▸ **Consigna de tarea**
Imprime, sin cambiar nada, el fragmento del texto sobre los programas de opinión que va desde «Autor: Padre Fernando» hasta «opinión u otra.».

«Semillas de esperanza»

Y Tú, Jesús, ¿Que opinas?

Autor: Padre Fernando Torre, msps.

 

 

Desde hace tiempo han proliferado los programas de opinión[1].  Casi cada día se presenta en la televisión algún programa de éstos sobre los temas más variados. Así sucede en España, en Estados Unidos, en México, en Alemania...

De ordinario el conductor del programa (llámese Cristina, Nino Canún, Mercedes Milá, María Laria o como sea) invita a algunas personas notables para que opinen sobre un tema.

En ocasiones los argumentos son: las ventajas y desventajas de no tener automóvil, la presencia de animales domésticos en casa, la ropa de moda, el campeonato mundial de futbol... Sobre temas como éstos, perfectamente se puede tener una opinión u otra.

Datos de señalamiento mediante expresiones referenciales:
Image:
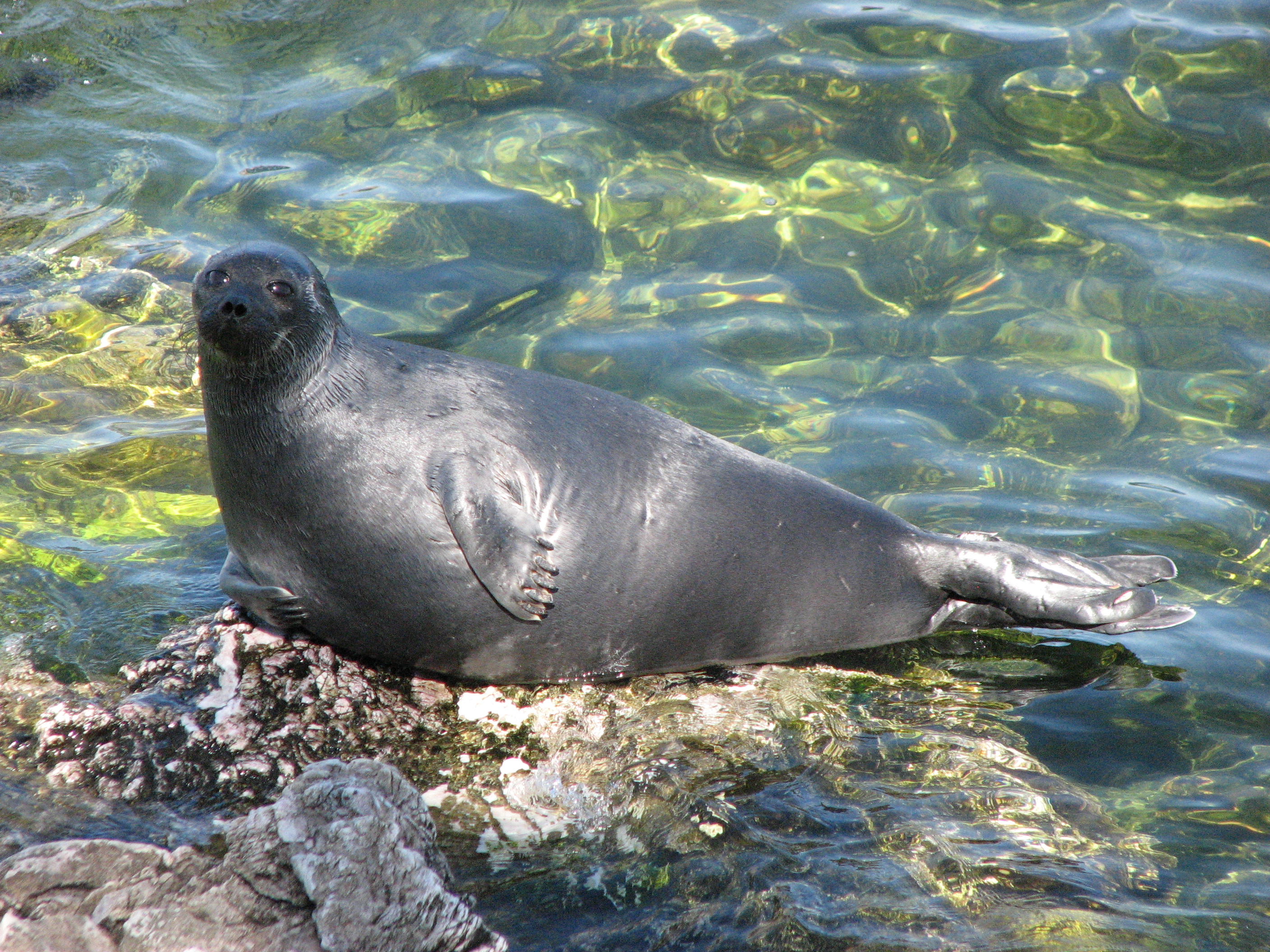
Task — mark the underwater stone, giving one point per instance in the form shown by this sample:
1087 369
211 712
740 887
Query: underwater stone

==

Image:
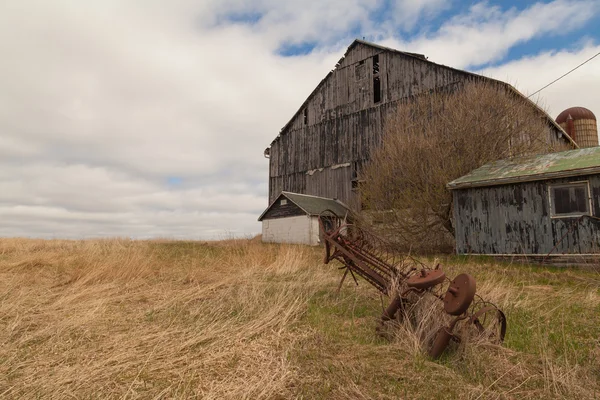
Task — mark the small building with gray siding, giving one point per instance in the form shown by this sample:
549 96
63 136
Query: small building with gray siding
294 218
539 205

▸ **Resultado a continuación**
Autor: Padre Fernando Torre, msps.

 

 

Desde hace tiempo han proliferado los programas de opinión[1].  Casi cada día se presenta en la televisión algún programa de éstos sobre los temas más variados. Así sucede en España, en Estados Unidos, en México, en Alemania...

De ordinario el conductor del programa (llámese Cristina, Nino Canún, Mercedes Milá, María Laria o como sea) invita a algunas personas notables para que opinen sobre un tema.

En ocasiones los argumentos son: las ventajas y desventajas de no tener automóvil, la presencia de animales domésticos en casa, la ropa de moda, el campeonato mundial de futbol... Sobre temas como éstos, perfectamente se puede tener una opinión u otra.